_Instructions for the task_.
Continue the post on making web apps behave like native applications on Wayland, picking up after its last sentence.

*** Passage provided ***

Native-Like Web Apps on Wayland

On most desktop environments, the default Alt+Tab window-switching shortcut is functional, but often inefficient when working across multiple contexts. After switching to Wayland, I began using the run-or-raise GNOME extension to bind keys that launch or focus windows based on their title or class.

This provides a fast, predictable, keyboard-driven workflow. But what happens when the app you want to switch to isn’t a desktop binary, but a web app like ChatGPT? With Brave’s app mode, isolated user profiles, and a few custom keybindings, you can make web apps behave like native applications: fast, focused and workspace-aware.

In this post, I’ll walk you through the steps to create two shortcut commands, one for opening a standalone, sandboxed ChatGPT window with Super+C, and another for opening a regular Brave browser window with Super+Q, keeping user profiles fully isolated to prevent unintended data sharing. Let’s get started.

*** End of Passage provided ***
*** Available data ***

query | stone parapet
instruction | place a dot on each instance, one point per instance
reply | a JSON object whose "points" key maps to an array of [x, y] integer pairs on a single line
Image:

*** End of Available data ***

_Your response_.
Step 1: Launch Brave in App Mode

To start, try opening a chrome-less window for the target URL using Brave’s --app flag. When combined with --user-data-dir, it launches the app with a self-contained profile that shares no cookies, login credentials, or storage with other sessions.

brave-browser --app=https://chat.openai.com \
              --user-data-dir="$HOME/.local/share/chatgpt"

Now let’s make it accessible via a keybinding.

Step 2: Identify Window Class

On Wayland, run-or-raise lets you bind specific key combos to launch or focus windows, but here’s the trick. To ensure that the ChatGPT window won’t be confused with regular Brave, you will need to extract its window class (not its title) by running:

xprop | grep WM_CLASS

Clicking the ChatGPT window should give you:

WM_CLASS(STRING) = "chat.openai.com", "Brave-browser"

Do the same for a standard Brave window, and it should give you “brave-browser” in place of “chat.openai.com”. This is the information we need for run-or-raise to uniquely target the right window.

Step 3: Configure run-or-raise shortcuts

Finally, edit ~/.config/run-or-raise/shortcuts.conf to include:

<Super>q,brave-browser,brave-browser,
<Super>c,brave-browser --app=https://chat.openai.com --user-data-dir=$HOME/.local/share/chatgpt,chat.openai.com,

This binds Super+Q to the regular Brave session and Super+C to a dedicated ChatGPT window. Repeat the process for other web apps as needed.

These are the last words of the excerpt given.